目標 A: 最澄についての文章によると、最澄は死後に何というおくり名を受けましたか?
目標 B: 最澄についての文章を、最後の文の後から書き継いでください。

抜粋:
+ + + + + + +
最澄
最澄は日本天台宗の開祖で、空海とともに平安仏教を代表する僧である。死後、伝教大師とおくり名された。主著は『顕戒論』『山家学生式』。近江国滋賀郡(滋賀県近江市)に生まれ、渡来人の家系であったと伝えられている。13歳の時、近江国分寺に入り、19歳の時に東大寺で受戒した。その年、比叡山に登り、山林修行に入る。その後は天皇の近侍に任じられ、804年の37歲の時、空海とともに入唐する。唐では、天台教学を中心に密教・禅を学び、翌年帰国した。帰国後、最澄は日本天台宗を開く。52歳の時、東大寺で受けた具足戒(ぐそくかい)では鎮護国家や衆生救済の役目を果たせないとして自ら破棄し、天台宗の僧侶は比叡山において菩薩戒を受け、得度を受けた後、12年間は山中で修行することを義務づけた。晩年は、大乗戒壇の設立を求める運動に力を注いだが、奈良仏教との対立や空海の隆盛の中で苦しみ、56歳で世を去った。彼の死後7日目、朝廷は比叡山で大乗戒壇の設立を認めた。
最澄の略年
767 近江国で誕生する。
780 出家。
785 比叡山に草堂を造営。
786 東大寺にて受戒する。
804 入唐。
805 帰国。
809 空海との交流を行う。
822 死後、比叡山に大乗戒壇設立の許可がおりる。
最澄の思想
最澄は、法華経の説く一乗思想に深く傾倒し、これこそ仏陀本来の教えだと確信するに至る。人間は誰もが仏となる本性(仏性)をもっているとする『涅槃経』の「一切衆生悉有仏性」を受け、「山川草木悉皆成仏」を唱え、あらゆる事物にさえも仏性があるとした。したがって、自分がその本性を自覚し修行すれば、真理を悟って成仏できる。人の素質によって仏になれるかどうかに差があるという、差別的な救済論を説く南都の仏教を批判した。
一乗思想(法華一乗)
一乗思想とは、仏の真の教えはただ一つ、『法華経』に説かれているとする思想である。法華経で説かれている、仏の教えを乗り物にたとえ、仏が方便として説いたさまざまな教えの本質は一つであり(一乗)、仏になることをめざすものであるとする。最澄は、すべての人が仏になることができると説き、教えやその人の素質によって仏になれるかどうかに差別があるという、奈良仏教にみられる説 (法相宗)にたいし批判した。
『願文』最澄
伏ふして願わくは、解脱の味を自分一人で飲み味わうことなく、また安楽の結果を自分だけで悟ることなく、すべての世界の あらゆる衆生と同じようにすぐれた悟りの立場に登り、すべての世界のあらゆる衆生と同じようにすばらしい悟りの味を飲む ことにしたい。
加持祈祷
加持祈祷(加持祈禱)とは、国家安泰、病気治癒などに現世利益を目的とした呪術的な行為で病気や災いを取リ除くことを目的に祈ること(祈福)と仏の慈悲の力が衆生の信心と一体化する(加持)ことを指す。
+ + + + + + +
表示データ:
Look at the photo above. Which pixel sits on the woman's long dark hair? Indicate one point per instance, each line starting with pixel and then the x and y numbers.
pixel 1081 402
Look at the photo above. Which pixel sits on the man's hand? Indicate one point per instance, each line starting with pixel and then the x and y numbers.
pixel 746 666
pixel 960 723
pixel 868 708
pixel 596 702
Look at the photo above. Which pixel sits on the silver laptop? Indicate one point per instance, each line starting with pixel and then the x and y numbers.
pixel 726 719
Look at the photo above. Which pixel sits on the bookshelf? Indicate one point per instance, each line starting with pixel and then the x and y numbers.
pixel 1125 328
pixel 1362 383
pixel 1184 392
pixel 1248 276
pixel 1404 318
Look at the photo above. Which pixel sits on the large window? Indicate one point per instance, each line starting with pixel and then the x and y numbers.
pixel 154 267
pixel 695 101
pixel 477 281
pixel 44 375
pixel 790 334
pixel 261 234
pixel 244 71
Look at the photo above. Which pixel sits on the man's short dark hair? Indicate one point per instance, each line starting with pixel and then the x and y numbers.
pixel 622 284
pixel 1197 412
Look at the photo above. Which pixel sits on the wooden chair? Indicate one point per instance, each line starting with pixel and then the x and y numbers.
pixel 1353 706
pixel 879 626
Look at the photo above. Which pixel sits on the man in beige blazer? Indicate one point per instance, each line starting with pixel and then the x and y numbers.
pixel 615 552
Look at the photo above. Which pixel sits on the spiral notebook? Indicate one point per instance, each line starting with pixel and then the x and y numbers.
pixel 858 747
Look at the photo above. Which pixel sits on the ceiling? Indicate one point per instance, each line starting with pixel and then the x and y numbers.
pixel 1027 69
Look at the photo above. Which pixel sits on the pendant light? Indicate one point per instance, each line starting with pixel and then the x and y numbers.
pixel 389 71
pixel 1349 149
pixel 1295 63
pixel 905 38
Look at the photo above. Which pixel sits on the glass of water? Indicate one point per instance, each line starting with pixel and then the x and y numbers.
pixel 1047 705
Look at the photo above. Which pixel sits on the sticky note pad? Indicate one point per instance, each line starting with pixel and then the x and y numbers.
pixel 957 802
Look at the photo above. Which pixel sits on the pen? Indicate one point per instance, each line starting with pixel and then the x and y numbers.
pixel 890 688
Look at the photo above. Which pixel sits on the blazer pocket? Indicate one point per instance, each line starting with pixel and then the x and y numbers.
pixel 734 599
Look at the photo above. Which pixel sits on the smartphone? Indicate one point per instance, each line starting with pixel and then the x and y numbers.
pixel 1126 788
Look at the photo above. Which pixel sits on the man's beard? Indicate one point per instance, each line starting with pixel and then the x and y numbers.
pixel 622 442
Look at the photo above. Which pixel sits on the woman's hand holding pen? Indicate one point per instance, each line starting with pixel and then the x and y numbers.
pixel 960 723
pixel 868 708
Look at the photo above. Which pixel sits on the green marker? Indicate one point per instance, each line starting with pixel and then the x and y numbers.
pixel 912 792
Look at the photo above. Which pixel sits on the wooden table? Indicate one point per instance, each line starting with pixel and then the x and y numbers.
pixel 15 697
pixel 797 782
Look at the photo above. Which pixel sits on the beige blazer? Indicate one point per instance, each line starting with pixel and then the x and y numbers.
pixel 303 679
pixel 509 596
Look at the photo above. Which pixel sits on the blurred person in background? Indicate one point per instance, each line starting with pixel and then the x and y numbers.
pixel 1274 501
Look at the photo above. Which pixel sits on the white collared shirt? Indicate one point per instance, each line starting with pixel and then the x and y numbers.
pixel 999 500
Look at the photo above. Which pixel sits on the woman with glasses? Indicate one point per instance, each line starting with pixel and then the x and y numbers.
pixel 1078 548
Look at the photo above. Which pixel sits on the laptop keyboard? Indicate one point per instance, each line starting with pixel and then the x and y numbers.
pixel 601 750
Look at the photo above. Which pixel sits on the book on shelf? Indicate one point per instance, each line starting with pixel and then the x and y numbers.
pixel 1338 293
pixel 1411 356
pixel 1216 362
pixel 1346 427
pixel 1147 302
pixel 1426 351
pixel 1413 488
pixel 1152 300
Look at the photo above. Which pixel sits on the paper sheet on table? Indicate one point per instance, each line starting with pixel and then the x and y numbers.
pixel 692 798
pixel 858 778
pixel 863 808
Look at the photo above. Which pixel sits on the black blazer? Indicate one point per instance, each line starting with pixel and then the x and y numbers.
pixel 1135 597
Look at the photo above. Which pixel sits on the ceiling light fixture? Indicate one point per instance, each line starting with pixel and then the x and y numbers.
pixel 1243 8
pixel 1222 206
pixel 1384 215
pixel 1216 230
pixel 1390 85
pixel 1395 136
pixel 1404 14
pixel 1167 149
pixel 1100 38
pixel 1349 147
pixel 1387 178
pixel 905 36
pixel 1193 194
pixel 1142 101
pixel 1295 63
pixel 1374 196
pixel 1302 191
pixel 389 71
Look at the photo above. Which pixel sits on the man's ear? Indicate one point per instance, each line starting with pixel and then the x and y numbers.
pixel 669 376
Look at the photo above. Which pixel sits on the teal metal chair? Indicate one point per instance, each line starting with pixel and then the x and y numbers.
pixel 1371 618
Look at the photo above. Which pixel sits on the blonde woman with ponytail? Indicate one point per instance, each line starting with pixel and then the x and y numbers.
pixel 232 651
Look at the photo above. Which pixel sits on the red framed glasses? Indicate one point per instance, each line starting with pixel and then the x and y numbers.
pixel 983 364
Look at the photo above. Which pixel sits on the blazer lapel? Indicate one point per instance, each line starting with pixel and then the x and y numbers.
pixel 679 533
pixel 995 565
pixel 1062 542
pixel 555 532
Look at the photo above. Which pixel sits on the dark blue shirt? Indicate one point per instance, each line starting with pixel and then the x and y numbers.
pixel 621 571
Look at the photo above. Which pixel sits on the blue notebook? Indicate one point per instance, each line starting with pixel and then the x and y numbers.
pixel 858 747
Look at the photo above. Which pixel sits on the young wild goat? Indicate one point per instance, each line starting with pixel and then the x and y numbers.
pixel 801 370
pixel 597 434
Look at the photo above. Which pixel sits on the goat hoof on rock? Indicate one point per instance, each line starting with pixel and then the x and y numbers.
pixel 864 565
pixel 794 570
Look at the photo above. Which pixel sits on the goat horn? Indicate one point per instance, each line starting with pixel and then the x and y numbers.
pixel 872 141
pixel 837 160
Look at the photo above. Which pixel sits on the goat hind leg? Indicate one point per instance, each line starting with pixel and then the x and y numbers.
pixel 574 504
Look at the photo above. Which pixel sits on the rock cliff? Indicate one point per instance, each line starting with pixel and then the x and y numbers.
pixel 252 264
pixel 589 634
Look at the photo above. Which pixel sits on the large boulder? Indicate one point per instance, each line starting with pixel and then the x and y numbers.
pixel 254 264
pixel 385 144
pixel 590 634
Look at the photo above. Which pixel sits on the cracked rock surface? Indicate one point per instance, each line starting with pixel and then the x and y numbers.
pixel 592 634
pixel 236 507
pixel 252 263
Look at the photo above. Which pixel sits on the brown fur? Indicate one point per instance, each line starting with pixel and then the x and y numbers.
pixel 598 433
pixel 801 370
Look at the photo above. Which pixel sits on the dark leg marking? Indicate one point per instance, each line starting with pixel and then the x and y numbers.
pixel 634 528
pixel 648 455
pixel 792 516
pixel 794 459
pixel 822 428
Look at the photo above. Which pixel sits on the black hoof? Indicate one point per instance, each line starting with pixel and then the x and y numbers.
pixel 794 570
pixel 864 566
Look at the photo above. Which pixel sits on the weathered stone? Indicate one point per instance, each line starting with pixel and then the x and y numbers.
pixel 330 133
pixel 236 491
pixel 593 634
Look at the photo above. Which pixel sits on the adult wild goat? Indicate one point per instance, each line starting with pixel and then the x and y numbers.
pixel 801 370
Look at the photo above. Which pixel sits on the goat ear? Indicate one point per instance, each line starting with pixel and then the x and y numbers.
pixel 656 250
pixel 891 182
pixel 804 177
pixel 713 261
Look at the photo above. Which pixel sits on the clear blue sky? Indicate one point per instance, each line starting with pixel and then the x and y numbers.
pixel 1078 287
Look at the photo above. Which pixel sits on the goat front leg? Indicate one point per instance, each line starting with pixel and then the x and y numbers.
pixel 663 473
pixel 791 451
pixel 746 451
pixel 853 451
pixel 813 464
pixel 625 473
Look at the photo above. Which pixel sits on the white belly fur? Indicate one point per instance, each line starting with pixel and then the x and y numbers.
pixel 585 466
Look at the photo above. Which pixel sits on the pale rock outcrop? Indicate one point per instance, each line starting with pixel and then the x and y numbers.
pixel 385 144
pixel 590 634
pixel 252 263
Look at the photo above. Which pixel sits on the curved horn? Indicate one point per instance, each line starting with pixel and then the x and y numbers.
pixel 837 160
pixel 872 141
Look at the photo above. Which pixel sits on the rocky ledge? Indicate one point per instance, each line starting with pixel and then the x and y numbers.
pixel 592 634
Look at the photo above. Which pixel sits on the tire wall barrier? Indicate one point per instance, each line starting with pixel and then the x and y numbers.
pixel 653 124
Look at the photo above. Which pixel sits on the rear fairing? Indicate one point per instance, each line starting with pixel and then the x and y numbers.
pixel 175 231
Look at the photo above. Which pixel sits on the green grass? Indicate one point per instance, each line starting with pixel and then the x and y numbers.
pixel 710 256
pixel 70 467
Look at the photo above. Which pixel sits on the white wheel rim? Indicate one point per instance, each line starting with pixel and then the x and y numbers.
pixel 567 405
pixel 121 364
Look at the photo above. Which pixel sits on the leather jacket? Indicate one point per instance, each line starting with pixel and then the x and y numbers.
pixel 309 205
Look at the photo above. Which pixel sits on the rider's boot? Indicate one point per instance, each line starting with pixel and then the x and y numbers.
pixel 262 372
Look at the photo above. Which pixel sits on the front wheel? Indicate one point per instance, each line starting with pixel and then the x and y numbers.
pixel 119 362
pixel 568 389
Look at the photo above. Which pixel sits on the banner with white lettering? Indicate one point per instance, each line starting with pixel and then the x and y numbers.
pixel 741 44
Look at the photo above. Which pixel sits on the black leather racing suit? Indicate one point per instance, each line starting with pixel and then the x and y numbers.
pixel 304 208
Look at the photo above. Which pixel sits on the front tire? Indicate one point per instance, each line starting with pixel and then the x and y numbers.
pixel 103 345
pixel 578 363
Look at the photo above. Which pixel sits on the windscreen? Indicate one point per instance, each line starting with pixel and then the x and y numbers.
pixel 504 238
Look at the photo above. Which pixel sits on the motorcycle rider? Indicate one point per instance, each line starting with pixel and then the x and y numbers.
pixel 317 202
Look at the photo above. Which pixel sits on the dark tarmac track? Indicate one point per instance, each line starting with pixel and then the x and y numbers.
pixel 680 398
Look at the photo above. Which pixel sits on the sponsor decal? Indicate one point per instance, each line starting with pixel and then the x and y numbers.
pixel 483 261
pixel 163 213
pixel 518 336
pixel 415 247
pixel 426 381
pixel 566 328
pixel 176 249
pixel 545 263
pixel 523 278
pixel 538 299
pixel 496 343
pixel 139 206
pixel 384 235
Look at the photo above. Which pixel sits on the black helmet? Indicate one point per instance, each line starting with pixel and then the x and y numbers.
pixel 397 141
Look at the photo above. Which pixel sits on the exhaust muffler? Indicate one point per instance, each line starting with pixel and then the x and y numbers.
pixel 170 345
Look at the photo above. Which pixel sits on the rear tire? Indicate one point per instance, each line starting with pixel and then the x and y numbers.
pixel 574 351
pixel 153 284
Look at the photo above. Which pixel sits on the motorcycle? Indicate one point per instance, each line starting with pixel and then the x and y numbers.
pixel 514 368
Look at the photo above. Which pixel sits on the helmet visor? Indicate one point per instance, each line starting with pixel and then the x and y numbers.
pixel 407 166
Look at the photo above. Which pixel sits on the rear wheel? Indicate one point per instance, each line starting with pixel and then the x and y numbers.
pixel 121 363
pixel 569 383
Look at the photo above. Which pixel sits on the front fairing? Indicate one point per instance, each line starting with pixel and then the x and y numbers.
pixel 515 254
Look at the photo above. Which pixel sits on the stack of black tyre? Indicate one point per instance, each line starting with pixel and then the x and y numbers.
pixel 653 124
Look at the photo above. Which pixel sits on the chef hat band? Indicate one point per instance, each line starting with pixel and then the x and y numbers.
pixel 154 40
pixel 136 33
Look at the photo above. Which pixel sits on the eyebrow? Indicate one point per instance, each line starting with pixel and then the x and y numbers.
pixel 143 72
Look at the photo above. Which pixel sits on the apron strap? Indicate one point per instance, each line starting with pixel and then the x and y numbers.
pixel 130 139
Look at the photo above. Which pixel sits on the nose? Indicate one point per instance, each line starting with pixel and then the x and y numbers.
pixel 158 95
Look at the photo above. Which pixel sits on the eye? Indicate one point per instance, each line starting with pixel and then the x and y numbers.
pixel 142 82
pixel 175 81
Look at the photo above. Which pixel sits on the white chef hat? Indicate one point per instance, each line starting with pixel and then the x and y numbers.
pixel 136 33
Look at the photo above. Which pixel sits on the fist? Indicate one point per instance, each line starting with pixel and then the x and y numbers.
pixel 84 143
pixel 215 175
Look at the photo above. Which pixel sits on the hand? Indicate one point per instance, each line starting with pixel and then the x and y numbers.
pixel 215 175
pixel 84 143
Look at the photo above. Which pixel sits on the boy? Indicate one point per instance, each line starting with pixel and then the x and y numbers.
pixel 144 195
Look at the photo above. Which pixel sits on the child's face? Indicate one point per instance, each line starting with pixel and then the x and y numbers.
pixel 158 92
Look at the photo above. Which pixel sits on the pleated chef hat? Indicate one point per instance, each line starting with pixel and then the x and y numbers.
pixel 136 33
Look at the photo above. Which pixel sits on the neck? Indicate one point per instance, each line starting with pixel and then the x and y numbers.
+ + + + + + +
解答 A: 伝教大師です。

解答 B:
天台宗
天台宗は中国隋代の僧智顗を始祖とする仏教の宗派。唐に留学した最澄はこの中国天台宗の教えを受け、比叡山に延暦寺を開き、日本天台宗をおこした。以降、比叡山は日本仏教の中心として多くの僧侶が学ぶことになる。最澄の思想は、一般民衆に対する魂の救済を開くもので、比叡山から民衆に分け入る仏教者たちが育つもととなった。
国宝
最澄は『山家学生式』の中で、仏教の道を求めて、世の中の「一隅を照らす」人を国宝と呼んだ。当時、僧としての戒を授けることができるのは、東大寺、薬師寺、観世音寺と限定されていた。しかし、最澄は、自らめざめて、苦悩する人々を救おうと励む菩薩僧(一隅を照らす者)もまた国宝であるとし、天台宗の延暦寺で菩薩戒を与えた菩薩僧も、私度僧ではなく官僧として認めるよう請願した。仏教の理論・実践ともにすぐれた者は「国宝」として比叡山で僧の指導にあたらせ、理論にすぐれた者は「国宝」として、実践にすぐれた帝は「国用」として各地に派遣し、仏教を広めることによって国家の安泰をはかるべきだとした。
『山家学生式』最澄
国宝とは何物であるか。宝とは道を求める心である。道を求める心をもつ人々を、名づけて国宝という。
だから古人も言っている、直径一寸ある珠十個が国定ではなく、世の中の一隅れを照らす人が国宝である。
山岳仏教
最澄の修行は比叡山にこもり、12年間におよんだ。それゆえ、最澄が開いた天台宗では天台宗で修行する僧に最低12年間は山中修行が義務付けられた。それゆえに山岳修行と呼ばれるようになる。
戒壇
正式な僧侶としての資格(「戒」) を授ける場所。日本では、鑑真をまねいて754年はじめて東大寺に設けられた。鑑真が日本に伝えた戒は小乗仏教のものであったが、最澄は比叡山に新たな戒壇を設け、大乗仏教の本来在家の修行者に向けられた。大乗菩薩大乗菩薩戒をもって僧となる制度を主張した。最澄は朝廷の許可を求めたが許されず、その没後に再現した。
『山家学生式』(818年)
天台宗の僧侶育成の方針と規則がまとめられている。天台宗を開く勅許を得た最澄によって真の仏道を信ずる心が説かれている。
『顕戒論』
僧侶の資格を与えるときに授ける戒(僧として守るべき規律)が、奈良仏教では小乗戒(小乗仏教における戒律)であったのに対して、大乗菩薩戒(大乗仏教における戒)によって 僧になる資格を与えることを主張している。